## REQUIRED TASK
Exactly reproduce the lines that follow.

* begin *

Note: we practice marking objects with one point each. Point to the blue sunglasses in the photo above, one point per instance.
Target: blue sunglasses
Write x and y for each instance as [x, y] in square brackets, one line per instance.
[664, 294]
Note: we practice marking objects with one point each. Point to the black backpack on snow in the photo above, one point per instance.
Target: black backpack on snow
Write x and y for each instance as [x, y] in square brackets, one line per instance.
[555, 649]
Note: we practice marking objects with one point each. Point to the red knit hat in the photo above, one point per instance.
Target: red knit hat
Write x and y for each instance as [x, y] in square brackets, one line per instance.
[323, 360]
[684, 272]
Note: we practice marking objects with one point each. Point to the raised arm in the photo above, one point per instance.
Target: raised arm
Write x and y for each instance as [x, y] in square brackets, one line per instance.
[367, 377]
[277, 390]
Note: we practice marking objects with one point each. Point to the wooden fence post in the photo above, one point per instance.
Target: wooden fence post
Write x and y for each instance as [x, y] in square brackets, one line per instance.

* end *

## IN RESPONSE
Note: we practice marking objects with one point each. Point to the blue sunglasses in the photo above, one point per instance.
Target: blue sunglasses
Write x and y for each instance as [x, y] in square brackets, one line per instance.
[664, 294]
Note: we practice marking objects with one point each. Point to the black backpack on snow in the photo above, one point per instance.
Target: black backpack on snow
Write x and y for each instance as [x, y] in square brackets, one line per instance.
[555, 649]
Note: we practice marking objects with one point each. Point to the red knit hat in the photo above, one point per instance.
Target: red knit hat
Write x and y for each instance as [x, y] in square brackets, one line per instance.
[323, 360]
[684, 272]
Note: we practice marking objects with one point each. Point to the raised arm in the photo above, one point per instance.
Target: raised arm
Write x and y for each instance as [x, y] in square brackets, one line per instance.
[367, 377]
[277, 390]
Note: we practice marking objects with one point each. Point to the wooden fence post in the photo above, one point per instance.
Target: wooden fence post
Write x and y for each instance as [x, y] in square brackets, one line per instance.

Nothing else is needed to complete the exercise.